● TAREA 1:
Transcribe del relato sobre Madrid el pasaje que empieza con "También había peruanos" y llega hasta "con sus ponchos.".
● TAREA 2:
Según el relato sobre Madrid, ¿durante cuánto tiempo trabajó cerca de la calle Montera quien lo narra?
● TAREA 3:
Prosigue el relato sobre el atardecer en Madrid a partir del punto en que se detiene.

1 de septiembre, 2010
Era un día cualquiera, pero diferente, bajo ese color del azul del cielo, que a veces parece rojizo, sobre todo al atardecer visto desde los alrededores del Palacio Real que era allí donde me encontraba solo, caminado y mirando a las gentes que pululaban por la zona, y también respirando la ciudad, porque todas las ciudades tienen un olor diferente, y el de Madrid al atardecer es muy entrañable, se te cuela en el alma y a la vez que te ofrece toda su energía, también te llena de nostalgia el espíritu.
Fue entonces cuando me acordé con una media sonrisa de la frase mítica y típica MADRID ME MATA. Comencé a pensar en los años pasados en mi ciudad, las diversiones incontroladas y banales, los amaneceres con churros con chocolate, las delirantes trastadas, el irnos sin pagar de un bar, las múltiples pillerías para conquistar a las princesas de Madrid y las extranjeras en el amanecer del alba cuando desgraciadamente sus cuerpos estaban con grades dosis de alcohol y esto hiciera que nos fuéramos lejos de ellas, nunca se debe estar con una mujer borracha, es mejor ayudarla y que descanse en su hotel o casa o residencia, te lo agradecerá más, solo la gente del mal vivir serían capaces de abusar de esas incautas chicas.
En tanto en cuanto recordaba ese pasado muy presente, me dirigí a una zona que no es aconsejable para turistas y tampoco para españoles, la calle Montera, había estado muchas veces en esa zona, entre otras razones porque allí cerca trabajé más de 3 años y debía de transitar por ella para llegar a la parada de un autobús.
Esta vez me fijé en eso que existe detrás de lo que se ve a simple vista, pude ver sobre el suelo una persona que esperaba la muerte y que nadie hace nada por ella, veía sangre por el suelo, junto con cagadas de las palomas, los edificios parecían más viejos y apunto de derruirse, había estado allí un periodo de mi vida, pero jamás reparé en esas personas o quizás sí, pero me mentía a mi mismo para no sufrir.
En las calles adyacentes se situaban árabes para vender tabaco, también los enormes negros con sus mantas vendían su material, mercancías averiadas o cualquier otra cosa, relojes sin hora, como si no existiera el tiempo, y cuando llegaba la policía hacían de su manta un petate, para no perder la mercancía y su sustento para sobrevivir.
También había peruanos tocando su música mística y otros músicos para después muy cortésmente pedir un diezmo, o quizás para que le comprases un CD producido por ellos mismos, según te informaban los músicos peruanos con sus ponchos.
Mientras tanto la vida de los demás trascurre aparentemente normal, gritos de algarabía, de jóvenes y no tan jóvenes para disfrutar de la noche madrileña, ignorando que como dice la canción ya no existen príncipes azules, en cualquier caso la sensación era de euforia, de emociones demasiado elevadas para horas más tardes descender según comienza el alba.

● DATOS PROPORCIONADOS:
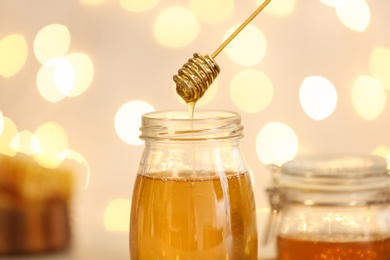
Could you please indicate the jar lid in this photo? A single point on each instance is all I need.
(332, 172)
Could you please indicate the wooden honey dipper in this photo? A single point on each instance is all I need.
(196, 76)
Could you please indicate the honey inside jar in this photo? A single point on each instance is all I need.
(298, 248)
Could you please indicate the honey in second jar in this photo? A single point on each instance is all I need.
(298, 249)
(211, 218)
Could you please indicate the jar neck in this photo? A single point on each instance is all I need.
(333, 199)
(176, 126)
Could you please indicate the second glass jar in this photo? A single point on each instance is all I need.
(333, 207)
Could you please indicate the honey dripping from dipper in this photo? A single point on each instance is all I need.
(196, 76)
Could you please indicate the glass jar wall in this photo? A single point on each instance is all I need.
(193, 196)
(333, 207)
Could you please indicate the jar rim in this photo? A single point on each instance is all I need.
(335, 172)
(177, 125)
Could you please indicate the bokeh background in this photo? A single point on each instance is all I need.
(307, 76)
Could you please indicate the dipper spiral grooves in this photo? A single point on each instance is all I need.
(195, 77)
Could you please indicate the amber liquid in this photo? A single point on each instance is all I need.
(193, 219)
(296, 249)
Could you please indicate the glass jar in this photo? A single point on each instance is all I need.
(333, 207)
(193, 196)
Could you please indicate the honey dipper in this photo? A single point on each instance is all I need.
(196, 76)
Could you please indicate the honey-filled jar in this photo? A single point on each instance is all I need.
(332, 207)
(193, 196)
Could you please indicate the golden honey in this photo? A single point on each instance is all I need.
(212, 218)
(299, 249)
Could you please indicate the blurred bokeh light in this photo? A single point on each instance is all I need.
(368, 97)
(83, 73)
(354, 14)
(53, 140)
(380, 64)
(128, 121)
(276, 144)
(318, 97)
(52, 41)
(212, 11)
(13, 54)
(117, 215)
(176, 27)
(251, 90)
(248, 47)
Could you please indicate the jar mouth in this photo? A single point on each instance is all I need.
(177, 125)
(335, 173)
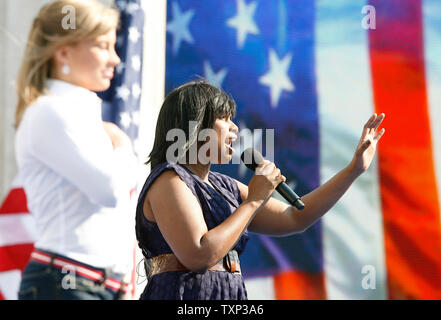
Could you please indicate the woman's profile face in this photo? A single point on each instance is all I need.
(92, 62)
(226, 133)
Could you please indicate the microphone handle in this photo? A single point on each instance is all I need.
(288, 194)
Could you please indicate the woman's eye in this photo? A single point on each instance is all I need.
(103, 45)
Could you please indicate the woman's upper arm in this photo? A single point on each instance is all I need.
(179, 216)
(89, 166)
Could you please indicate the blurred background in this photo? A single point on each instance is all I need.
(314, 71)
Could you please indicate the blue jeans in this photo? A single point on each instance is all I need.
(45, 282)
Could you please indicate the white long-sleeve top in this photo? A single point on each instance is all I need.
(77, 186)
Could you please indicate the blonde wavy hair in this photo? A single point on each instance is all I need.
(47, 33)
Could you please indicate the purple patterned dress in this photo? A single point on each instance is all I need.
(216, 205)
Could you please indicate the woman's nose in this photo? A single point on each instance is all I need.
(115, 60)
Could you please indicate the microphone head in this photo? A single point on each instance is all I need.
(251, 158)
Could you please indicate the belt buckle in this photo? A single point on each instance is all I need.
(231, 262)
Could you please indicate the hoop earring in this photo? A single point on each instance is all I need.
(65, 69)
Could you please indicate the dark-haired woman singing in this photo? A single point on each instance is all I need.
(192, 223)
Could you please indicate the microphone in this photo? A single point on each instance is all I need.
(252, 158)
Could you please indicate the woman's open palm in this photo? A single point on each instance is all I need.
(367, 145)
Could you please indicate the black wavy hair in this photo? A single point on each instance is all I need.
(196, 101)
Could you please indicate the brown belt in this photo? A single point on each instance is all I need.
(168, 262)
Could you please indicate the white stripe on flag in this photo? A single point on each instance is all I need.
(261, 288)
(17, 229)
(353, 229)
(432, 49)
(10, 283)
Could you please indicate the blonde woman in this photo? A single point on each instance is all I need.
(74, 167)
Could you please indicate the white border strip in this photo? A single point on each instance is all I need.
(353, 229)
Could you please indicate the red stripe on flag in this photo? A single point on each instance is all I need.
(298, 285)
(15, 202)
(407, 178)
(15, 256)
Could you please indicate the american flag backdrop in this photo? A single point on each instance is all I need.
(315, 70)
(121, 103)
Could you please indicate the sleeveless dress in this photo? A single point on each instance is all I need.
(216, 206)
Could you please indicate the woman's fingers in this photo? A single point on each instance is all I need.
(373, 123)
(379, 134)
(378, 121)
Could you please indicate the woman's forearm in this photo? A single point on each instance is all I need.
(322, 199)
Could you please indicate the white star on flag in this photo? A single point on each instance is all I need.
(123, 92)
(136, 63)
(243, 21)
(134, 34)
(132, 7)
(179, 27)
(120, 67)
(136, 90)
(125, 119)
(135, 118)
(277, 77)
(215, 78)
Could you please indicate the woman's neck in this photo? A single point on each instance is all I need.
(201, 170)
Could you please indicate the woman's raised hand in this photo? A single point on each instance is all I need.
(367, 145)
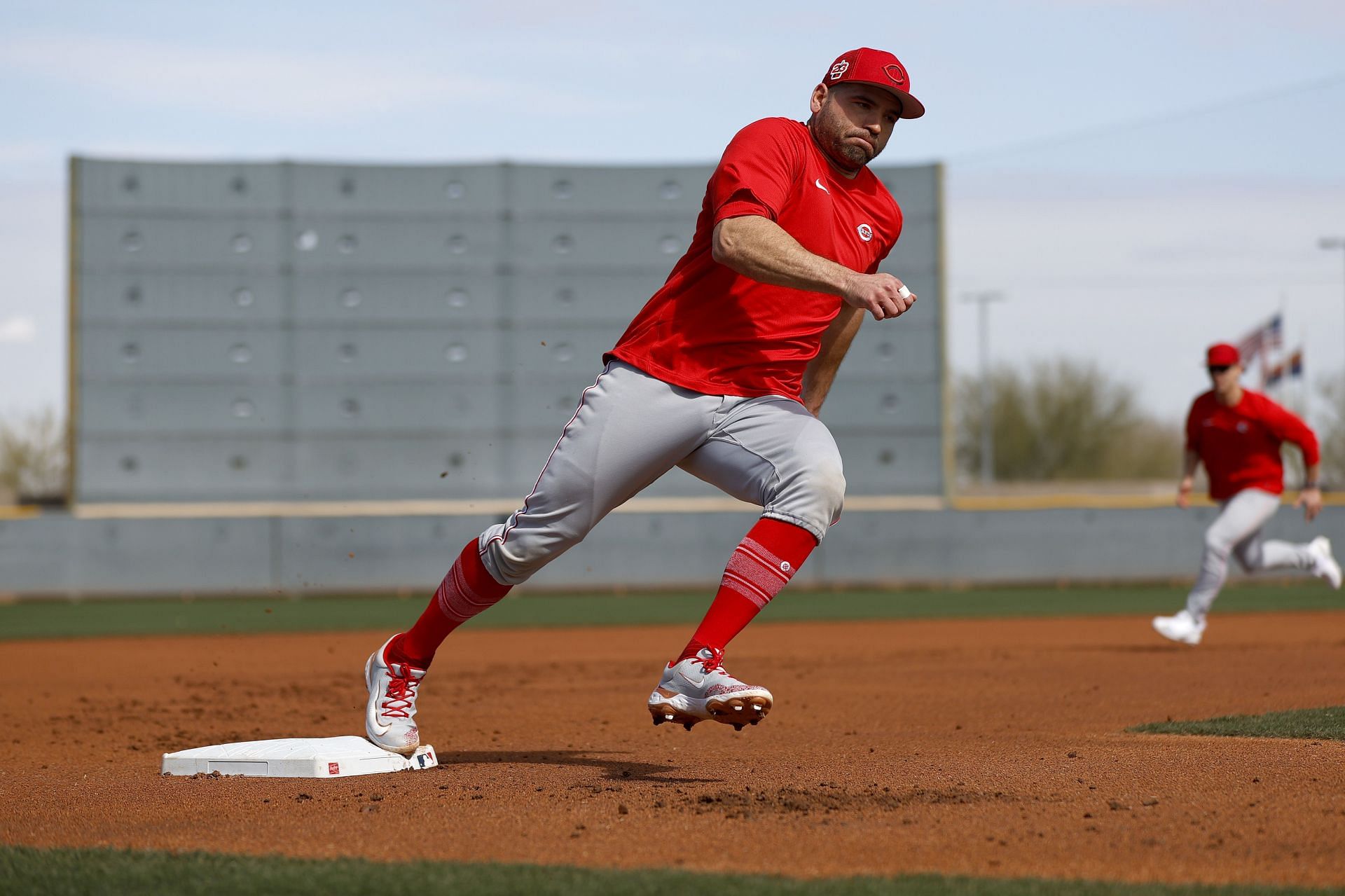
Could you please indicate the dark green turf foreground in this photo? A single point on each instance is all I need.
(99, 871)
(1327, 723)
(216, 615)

--

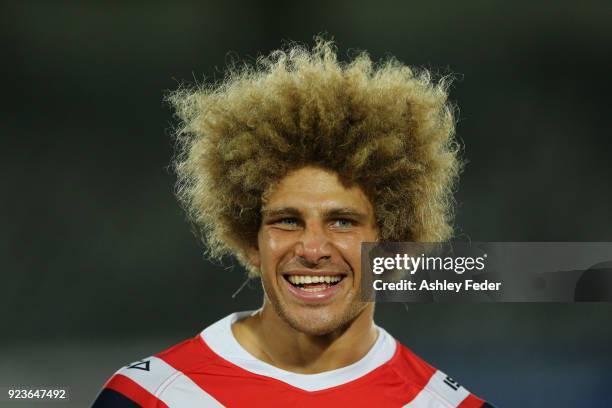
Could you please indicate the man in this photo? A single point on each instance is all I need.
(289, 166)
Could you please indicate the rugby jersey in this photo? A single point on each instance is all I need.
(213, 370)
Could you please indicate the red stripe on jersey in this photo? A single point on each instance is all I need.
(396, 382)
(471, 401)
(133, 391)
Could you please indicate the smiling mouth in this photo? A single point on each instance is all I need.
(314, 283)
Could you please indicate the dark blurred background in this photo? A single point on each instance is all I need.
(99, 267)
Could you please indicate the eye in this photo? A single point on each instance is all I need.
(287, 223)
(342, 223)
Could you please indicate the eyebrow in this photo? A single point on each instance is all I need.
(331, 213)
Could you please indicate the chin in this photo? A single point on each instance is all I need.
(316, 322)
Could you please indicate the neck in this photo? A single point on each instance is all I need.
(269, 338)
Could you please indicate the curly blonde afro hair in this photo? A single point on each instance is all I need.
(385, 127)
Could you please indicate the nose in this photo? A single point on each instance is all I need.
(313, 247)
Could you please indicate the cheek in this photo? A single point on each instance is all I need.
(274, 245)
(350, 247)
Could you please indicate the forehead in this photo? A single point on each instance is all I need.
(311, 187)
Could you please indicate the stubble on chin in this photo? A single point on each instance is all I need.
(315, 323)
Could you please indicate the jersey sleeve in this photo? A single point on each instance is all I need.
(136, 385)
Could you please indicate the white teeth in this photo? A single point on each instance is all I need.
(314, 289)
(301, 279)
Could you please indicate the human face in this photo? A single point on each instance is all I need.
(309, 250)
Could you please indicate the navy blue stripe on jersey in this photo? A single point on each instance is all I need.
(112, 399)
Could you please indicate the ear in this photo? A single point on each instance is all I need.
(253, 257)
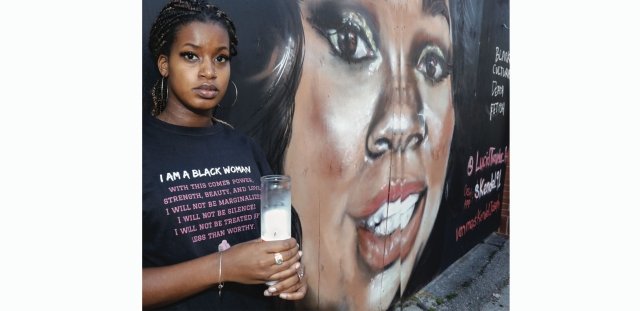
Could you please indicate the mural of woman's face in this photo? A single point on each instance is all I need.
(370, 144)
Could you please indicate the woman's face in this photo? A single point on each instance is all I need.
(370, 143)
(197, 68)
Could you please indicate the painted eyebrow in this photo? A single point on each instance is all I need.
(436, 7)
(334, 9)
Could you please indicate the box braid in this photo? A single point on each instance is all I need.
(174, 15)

● RESPUESTA ESCRITA 1:
También había peruanos tocando su música mística y otros músicos para después muy cortésmente pedir un diezmo, o quizás para que le comprases un CD producido por ellos mismos, según te informaban los músicos peruanos con sus ponchos.

● RESPUESTA ESCRITA 2:
Más de 3 años.

● RESPUESTA ESCRITA 3:
Me dirigí a la calle Montera donde había estado casi cuatro años sin reparar en todas aquellas putas con sus caras desahuciadas, con sus ojos de una tristeza milenaria, había más que cuando yo trabajaba cerca de la zona, al pasar cerca de ellas te miran con esos ojos y esa mirada triste pero con una sonrisa libidinosa, al pasar de largo y mirar hacia atrás, su sonrisa desaparecía, no podían aguantar un gesto tan precario y falso y salía a relucir sus caras verdaderas, unas caras de desolación infinita y desesperación hasta querer su propia destrucción, eran animales en cautiverio, que se acostumbraron a mirar la vida desde una cárcel interna .
Las había negras, que sabedoras de que el cliente en cuestión no suelen ir con ellas, rebajan su servicio a precios ridículos, las había de las de toda la vida, que con sus maquillajes y su retórica, son capaces de conseguir una clientela fija mayor de 50 años, porque saben escuchar y atender las verdaderas necesidades de esos desgraciados hombres que viven en una penumbra sin fe ni esperanza, y que con los ojos de esas señoras con aparatoso maquillaje y ternura, conseguían unir sus pobres almas por un periodo de tiempo corto, para proseguir con sus rutinas, seguir estando recostadas sobre sus esquinas como una antigüedad, esas esquinas que se van pudriendo por el tiempo, la urbe, el viento de Madrid, las que no quieren ser vistas o quizás ya no se distraigan por ver una jeringuilla clavada en un brazo, se sitúan en el túnel y a la vez pasadizo para unir las calles de la plaza del Carmen con Montera.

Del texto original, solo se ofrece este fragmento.